* [TASK REQUIREMENTS]
Output the lines of the items below exactly as they appear, from the line containing "Which pixel sits on the horse's" through the last line of the items, including both.

* [Object position labeling items]
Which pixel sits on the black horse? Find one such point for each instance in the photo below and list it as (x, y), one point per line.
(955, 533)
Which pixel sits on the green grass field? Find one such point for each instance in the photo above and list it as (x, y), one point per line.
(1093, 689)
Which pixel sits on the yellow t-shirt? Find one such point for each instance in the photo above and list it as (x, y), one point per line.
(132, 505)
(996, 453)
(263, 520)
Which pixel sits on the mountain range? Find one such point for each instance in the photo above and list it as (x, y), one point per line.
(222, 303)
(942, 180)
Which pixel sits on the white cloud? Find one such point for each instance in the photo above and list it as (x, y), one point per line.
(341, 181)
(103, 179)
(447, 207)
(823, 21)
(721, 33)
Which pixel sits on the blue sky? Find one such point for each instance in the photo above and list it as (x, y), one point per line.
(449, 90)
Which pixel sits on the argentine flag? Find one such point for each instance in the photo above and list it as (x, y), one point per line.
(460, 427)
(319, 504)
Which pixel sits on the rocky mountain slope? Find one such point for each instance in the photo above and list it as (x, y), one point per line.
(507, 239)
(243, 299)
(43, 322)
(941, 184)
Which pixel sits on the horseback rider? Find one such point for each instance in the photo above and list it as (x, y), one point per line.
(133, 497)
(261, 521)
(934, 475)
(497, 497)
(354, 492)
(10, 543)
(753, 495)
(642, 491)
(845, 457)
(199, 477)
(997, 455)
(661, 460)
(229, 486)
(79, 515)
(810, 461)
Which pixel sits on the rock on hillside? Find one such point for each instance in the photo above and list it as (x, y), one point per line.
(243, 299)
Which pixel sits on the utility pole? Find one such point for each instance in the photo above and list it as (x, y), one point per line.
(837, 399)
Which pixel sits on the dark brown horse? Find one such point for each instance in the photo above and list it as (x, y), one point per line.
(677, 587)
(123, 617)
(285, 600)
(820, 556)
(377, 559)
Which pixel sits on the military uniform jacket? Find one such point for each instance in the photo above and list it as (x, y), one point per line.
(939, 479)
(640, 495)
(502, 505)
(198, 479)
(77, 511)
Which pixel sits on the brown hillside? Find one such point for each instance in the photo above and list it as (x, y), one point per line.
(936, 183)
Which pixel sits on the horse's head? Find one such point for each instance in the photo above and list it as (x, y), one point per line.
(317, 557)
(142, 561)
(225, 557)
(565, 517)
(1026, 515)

* [REPLY TO THE TASK]
Which pixel sits on the horse's head? Find one such point for each instance in the photo above and list it as (x, y), one point per line.
(317, 557)
(142, 561)
(225, 557)
(565, 517)
(1026, 515)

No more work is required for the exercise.